Records excerpted from a collection
============

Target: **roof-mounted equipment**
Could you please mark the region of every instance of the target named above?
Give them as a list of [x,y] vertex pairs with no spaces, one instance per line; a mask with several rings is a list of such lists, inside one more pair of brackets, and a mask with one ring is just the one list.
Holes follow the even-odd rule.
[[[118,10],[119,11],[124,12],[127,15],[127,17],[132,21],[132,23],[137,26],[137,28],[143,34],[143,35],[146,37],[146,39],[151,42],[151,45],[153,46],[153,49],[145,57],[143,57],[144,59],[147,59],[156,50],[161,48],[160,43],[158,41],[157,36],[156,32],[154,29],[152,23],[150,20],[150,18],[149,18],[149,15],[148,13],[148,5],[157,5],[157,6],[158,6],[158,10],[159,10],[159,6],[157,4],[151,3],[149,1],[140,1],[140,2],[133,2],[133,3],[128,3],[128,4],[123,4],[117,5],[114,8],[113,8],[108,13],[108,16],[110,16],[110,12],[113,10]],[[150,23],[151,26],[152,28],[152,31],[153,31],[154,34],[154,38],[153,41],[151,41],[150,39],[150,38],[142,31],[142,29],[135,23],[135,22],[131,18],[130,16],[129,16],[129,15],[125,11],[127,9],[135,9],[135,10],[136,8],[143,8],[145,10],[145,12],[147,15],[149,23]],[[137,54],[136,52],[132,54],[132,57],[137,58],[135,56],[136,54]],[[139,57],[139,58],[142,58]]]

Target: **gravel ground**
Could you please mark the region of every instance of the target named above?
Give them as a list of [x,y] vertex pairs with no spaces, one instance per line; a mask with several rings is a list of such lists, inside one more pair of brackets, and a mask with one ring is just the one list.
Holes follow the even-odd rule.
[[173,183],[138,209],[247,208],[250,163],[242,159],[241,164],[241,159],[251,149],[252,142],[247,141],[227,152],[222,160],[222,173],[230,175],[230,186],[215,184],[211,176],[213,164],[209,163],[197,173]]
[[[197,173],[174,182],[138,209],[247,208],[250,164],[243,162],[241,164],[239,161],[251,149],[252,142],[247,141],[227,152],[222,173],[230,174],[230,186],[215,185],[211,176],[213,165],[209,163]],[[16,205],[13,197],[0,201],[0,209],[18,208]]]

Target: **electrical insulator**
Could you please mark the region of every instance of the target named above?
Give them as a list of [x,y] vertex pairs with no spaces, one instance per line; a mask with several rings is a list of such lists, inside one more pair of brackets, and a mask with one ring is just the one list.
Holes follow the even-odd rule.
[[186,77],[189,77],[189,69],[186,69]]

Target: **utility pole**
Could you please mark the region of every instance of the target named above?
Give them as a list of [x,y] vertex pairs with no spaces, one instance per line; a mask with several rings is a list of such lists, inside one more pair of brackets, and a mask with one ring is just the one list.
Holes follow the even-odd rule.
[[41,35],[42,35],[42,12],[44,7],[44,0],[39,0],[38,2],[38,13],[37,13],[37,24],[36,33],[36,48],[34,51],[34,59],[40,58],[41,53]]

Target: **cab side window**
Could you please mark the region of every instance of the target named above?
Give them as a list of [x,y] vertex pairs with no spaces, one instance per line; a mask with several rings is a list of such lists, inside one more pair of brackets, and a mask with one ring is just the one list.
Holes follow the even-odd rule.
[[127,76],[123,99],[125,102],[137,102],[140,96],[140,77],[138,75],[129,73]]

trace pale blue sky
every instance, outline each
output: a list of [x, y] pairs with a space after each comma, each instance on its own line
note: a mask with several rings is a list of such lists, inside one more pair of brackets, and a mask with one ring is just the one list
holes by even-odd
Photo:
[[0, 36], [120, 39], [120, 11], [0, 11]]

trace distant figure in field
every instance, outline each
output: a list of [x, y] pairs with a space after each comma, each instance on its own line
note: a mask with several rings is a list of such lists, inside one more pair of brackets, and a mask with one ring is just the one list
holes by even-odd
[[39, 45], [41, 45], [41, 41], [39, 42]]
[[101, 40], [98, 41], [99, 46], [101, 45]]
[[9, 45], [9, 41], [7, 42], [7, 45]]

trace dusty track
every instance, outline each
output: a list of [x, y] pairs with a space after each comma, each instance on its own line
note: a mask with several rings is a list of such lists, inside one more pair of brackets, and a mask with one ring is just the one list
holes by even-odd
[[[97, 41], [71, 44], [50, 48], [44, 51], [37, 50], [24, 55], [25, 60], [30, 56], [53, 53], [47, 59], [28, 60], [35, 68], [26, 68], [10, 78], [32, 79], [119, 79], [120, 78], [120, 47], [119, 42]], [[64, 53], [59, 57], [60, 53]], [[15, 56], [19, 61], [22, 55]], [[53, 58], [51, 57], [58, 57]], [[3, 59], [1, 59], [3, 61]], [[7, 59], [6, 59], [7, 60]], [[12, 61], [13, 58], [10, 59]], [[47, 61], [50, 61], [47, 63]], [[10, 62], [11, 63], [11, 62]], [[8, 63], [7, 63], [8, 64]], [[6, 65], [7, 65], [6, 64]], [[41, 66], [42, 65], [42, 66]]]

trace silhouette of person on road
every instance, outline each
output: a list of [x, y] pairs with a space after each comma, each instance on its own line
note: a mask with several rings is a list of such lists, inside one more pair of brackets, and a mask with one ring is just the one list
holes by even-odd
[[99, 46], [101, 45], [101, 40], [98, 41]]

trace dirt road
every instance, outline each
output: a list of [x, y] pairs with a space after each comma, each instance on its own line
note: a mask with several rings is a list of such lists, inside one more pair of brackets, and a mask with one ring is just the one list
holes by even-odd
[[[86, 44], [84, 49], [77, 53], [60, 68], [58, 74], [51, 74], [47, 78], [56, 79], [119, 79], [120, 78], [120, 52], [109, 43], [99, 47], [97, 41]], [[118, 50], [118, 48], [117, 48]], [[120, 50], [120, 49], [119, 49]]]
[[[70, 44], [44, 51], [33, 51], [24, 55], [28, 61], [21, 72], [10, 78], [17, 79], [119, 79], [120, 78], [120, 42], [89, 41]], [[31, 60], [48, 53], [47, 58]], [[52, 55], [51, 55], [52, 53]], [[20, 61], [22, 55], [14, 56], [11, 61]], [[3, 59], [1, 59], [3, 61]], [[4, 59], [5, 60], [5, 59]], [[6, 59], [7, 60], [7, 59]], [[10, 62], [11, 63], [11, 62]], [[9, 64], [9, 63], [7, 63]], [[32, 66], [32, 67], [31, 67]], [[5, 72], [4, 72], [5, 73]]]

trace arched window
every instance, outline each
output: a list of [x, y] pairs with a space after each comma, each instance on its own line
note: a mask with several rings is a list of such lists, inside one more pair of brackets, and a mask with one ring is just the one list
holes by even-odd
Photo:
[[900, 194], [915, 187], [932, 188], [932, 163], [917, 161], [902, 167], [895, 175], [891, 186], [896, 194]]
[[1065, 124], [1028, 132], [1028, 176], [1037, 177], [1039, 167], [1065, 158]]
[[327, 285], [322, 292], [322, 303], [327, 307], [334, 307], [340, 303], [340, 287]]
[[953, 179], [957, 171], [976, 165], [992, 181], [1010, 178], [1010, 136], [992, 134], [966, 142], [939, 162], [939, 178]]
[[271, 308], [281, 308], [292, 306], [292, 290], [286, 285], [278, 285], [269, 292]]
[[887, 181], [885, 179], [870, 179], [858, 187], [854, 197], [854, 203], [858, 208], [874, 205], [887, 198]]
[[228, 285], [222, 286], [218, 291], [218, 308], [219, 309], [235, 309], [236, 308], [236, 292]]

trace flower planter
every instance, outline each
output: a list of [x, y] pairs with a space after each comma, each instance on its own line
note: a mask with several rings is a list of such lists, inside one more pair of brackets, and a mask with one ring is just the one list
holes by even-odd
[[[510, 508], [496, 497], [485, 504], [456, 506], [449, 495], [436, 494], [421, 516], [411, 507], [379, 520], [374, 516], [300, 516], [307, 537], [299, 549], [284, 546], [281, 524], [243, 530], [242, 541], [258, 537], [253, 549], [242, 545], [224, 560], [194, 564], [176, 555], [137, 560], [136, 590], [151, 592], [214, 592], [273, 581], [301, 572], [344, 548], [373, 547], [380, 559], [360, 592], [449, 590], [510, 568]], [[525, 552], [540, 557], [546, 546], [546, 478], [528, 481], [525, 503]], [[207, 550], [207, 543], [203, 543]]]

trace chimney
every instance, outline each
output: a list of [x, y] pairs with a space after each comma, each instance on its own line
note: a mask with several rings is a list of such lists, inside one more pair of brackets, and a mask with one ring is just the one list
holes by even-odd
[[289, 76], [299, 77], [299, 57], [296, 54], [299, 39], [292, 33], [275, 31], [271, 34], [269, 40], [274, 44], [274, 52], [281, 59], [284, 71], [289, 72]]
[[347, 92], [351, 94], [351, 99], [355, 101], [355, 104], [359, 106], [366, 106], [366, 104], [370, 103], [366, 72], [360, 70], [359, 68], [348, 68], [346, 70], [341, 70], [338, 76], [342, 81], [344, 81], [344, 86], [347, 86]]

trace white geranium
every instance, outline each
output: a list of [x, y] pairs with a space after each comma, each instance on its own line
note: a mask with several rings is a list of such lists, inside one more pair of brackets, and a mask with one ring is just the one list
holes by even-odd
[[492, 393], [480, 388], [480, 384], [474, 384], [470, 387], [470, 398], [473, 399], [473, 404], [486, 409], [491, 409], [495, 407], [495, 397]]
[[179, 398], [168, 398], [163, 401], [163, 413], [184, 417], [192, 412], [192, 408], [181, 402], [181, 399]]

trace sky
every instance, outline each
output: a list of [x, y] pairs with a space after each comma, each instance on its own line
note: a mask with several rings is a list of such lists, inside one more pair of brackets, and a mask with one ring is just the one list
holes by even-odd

============

Given instruction
Copy the records word for word, from the line with "trace arched window" to the line with "186], [896, 194]]", including both of those lines.

Result of the exercise
trace arched window
every instance, outline each
output: a list of [x, y] pairs with a space after each comma, each instance on its own line
note: a mask with several rings is a list of such lists, inside one more pair of brackets, and a mask with one ring is just the one list
holes by even-odd
Photo:
[[900, 194], [915, 187], [932, 188], [932, 163], [917, 161], [902, 167], [895, 175], [891, 186], [896, 194]]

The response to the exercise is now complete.